Copy everything from the start of the items down to the line containing "382], [790, 385]]", and change "truck wheel" to "car tire" while keeping every other character the same.

※

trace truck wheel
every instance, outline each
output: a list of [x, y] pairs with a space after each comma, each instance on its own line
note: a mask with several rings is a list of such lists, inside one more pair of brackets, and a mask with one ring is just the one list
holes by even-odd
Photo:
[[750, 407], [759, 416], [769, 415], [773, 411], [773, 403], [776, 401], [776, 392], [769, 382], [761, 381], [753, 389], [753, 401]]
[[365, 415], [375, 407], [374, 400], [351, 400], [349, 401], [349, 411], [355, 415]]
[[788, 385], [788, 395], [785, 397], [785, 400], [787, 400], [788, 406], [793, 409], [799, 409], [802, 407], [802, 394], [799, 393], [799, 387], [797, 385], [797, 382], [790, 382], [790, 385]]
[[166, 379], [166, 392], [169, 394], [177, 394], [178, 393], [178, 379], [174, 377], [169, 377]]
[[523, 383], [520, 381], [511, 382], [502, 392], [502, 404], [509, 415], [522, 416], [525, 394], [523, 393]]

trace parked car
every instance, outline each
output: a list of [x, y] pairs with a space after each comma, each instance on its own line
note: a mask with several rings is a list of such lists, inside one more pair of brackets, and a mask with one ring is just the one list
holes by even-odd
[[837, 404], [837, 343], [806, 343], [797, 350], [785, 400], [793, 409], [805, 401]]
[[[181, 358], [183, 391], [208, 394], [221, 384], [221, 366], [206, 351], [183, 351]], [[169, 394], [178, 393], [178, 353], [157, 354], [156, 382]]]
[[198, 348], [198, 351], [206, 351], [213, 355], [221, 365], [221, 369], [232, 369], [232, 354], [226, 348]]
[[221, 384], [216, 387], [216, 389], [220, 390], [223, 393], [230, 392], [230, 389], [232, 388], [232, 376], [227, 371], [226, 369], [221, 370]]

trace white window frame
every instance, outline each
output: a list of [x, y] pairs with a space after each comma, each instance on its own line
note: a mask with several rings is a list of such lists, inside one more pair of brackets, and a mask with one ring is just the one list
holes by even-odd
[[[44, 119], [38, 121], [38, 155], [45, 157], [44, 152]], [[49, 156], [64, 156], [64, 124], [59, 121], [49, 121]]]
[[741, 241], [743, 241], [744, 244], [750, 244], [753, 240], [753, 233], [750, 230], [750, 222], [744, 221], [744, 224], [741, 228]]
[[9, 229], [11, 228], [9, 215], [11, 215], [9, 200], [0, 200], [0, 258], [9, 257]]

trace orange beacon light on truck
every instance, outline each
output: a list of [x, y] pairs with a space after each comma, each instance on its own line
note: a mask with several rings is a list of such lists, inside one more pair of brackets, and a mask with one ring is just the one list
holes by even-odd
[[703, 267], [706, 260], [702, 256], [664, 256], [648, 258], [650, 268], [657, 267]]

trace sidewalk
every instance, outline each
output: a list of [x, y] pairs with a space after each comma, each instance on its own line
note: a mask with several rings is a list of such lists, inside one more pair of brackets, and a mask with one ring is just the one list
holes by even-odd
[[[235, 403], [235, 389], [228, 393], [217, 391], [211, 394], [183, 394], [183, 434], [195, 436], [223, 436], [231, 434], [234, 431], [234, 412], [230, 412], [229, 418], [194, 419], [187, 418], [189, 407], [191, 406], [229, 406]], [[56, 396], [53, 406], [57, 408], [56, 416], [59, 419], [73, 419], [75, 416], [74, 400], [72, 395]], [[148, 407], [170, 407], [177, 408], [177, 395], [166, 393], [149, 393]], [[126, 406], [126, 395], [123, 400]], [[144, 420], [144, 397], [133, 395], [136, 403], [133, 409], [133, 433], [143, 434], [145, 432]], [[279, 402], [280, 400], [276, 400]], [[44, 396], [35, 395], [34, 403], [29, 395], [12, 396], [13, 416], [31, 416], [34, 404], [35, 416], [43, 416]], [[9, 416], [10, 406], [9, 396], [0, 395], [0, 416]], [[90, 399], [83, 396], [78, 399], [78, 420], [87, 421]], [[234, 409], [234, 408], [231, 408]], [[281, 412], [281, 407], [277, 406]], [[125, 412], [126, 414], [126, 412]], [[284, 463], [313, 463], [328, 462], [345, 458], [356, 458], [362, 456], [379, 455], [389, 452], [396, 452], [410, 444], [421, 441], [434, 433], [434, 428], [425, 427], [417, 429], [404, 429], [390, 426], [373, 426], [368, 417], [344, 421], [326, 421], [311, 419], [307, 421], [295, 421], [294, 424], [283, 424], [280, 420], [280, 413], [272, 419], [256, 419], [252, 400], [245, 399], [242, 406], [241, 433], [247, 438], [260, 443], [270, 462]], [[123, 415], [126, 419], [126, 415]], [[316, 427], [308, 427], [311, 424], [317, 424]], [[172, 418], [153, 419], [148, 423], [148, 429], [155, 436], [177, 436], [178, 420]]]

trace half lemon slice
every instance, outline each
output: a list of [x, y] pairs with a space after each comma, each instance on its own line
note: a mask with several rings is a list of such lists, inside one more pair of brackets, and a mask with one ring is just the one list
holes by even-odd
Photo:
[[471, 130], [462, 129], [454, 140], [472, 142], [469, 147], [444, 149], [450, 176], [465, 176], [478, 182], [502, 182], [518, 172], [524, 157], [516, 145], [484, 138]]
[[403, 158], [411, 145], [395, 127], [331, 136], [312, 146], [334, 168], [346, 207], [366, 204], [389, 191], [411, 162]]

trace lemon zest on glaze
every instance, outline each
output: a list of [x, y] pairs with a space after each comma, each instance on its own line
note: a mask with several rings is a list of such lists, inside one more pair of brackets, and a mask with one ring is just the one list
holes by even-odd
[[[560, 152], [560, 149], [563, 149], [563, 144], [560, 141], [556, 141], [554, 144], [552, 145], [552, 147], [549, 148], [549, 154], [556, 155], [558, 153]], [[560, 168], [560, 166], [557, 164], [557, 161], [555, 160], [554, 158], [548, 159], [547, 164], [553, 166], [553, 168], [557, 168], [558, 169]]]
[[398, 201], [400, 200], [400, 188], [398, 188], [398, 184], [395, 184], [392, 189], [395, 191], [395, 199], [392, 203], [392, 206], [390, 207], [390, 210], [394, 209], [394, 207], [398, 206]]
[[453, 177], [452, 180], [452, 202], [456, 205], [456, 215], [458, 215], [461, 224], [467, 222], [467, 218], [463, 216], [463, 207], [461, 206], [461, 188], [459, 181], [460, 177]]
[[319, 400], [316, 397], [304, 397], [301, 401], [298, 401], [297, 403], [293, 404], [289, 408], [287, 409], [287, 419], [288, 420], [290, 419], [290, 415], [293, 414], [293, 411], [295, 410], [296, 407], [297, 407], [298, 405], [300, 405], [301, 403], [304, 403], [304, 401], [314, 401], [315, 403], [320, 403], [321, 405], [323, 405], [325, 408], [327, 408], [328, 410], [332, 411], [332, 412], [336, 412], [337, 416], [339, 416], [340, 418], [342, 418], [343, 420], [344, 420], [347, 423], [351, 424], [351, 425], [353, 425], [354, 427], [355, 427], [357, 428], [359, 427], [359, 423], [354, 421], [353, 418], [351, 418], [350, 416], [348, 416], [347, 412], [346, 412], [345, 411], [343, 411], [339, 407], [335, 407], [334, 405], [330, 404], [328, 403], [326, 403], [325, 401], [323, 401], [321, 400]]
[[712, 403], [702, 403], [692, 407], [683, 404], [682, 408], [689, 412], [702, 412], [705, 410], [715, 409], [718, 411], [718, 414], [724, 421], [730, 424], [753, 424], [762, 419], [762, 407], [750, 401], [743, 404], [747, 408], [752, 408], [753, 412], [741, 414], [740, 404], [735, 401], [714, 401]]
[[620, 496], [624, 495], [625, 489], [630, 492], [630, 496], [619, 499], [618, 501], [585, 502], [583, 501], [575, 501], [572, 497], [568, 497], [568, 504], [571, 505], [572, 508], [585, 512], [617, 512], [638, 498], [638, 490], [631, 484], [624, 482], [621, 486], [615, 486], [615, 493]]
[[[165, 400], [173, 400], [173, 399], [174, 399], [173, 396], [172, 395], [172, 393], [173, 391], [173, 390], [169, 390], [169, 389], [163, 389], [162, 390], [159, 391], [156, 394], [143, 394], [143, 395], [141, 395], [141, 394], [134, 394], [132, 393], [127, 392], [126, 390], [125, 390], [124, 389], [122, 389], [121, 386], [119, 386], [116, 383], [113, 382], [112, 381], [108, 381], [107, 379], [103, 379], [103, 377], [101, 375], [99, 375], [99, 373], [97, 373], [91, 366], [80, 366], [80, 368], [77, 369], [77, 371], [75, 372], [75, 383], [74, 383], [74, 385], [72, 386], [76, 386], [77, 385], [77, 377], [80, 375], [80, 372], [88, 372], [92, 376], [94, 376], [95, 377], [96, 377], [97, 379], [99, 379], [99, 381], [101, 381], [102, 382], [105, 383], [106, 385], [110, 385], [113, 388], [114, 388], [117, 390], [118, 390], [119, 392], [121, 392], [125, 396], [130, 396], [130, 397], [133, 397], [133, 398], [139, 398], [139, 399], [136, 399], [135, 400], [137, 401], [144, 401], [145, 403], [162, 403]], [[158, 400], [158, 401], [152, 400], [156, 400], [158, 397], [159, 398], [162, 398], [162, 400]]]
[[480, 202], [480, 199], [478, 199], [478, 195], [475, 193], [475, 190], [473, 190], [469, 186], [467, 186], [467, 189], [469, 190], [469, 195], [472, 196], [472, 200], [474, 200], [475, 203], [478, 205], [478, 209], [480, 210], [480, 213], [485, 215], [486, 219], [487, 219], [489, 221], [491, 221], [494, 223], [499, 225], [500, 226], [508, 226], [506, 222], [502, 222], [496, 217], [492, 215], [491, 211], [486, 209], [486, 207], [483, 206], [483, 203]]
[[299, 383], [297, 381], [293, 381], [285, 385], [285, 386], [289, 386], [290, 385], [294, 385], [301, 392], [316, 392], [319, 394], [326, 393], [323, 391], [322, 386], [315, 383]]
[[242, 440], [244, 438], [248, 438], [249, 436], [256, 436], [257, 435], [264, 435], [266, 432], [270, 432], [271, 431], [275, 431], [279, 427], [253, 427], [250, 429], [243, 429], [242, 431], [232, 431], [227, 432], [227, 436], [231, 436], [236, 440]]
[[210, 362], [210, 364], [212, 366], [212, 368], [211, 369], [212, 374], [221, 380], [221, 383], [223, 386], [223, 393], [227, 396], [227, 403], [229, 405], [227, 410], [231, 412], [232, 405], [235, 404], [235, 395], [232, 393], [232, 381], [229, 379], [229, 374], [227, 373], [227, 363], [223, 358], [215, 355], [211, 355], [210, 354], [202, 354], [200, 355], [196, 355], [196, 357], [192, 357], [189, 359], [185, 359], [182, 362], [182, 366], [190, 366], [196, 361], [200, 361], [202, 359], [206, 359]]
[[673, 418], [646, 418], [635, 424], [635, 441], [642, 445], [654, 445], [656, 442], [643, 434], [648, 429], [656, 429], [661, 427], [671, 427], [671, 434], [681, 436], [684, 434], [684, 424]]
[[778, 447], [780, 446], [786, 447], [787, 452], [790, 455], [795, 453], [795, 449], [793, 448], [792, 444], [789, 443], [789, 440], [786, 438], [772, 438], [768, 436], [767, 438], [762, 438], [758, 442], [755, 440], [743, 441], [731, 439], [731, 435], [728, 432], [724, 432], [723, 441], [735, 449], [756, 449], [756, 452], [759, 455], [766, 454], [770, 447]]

※

(WRITTEN RESPONSE)
trace car tire
every instance, outline each
output: a list of [x, y] pairs with a space after each comma, each instance on its own line
note: a mask with several rings is a list of such lists, inside one more pair of brackets, and a mask with one ring is just the one list
holes by even-odd
Photo:
[[750, 407], [759, 416], [769, 415], [773, 411], [773, 403], [776, 401], [776, 392], [769, 382], [761, 381], [753, 389], [753, 401]]
[[365, 415], [375, 407], [374, 400], [351, 400], [349, 401], [349, 411], [355, 415]]
[[788, 385], [788, 395], [785, 397], [785, 400], [787, 400], [788, 406], [793, 409], [799, 409], [802, 407], [802, 394], [799, 393], [799, 387], [797, 385], [797, 382], [790, 382], [790, 385]]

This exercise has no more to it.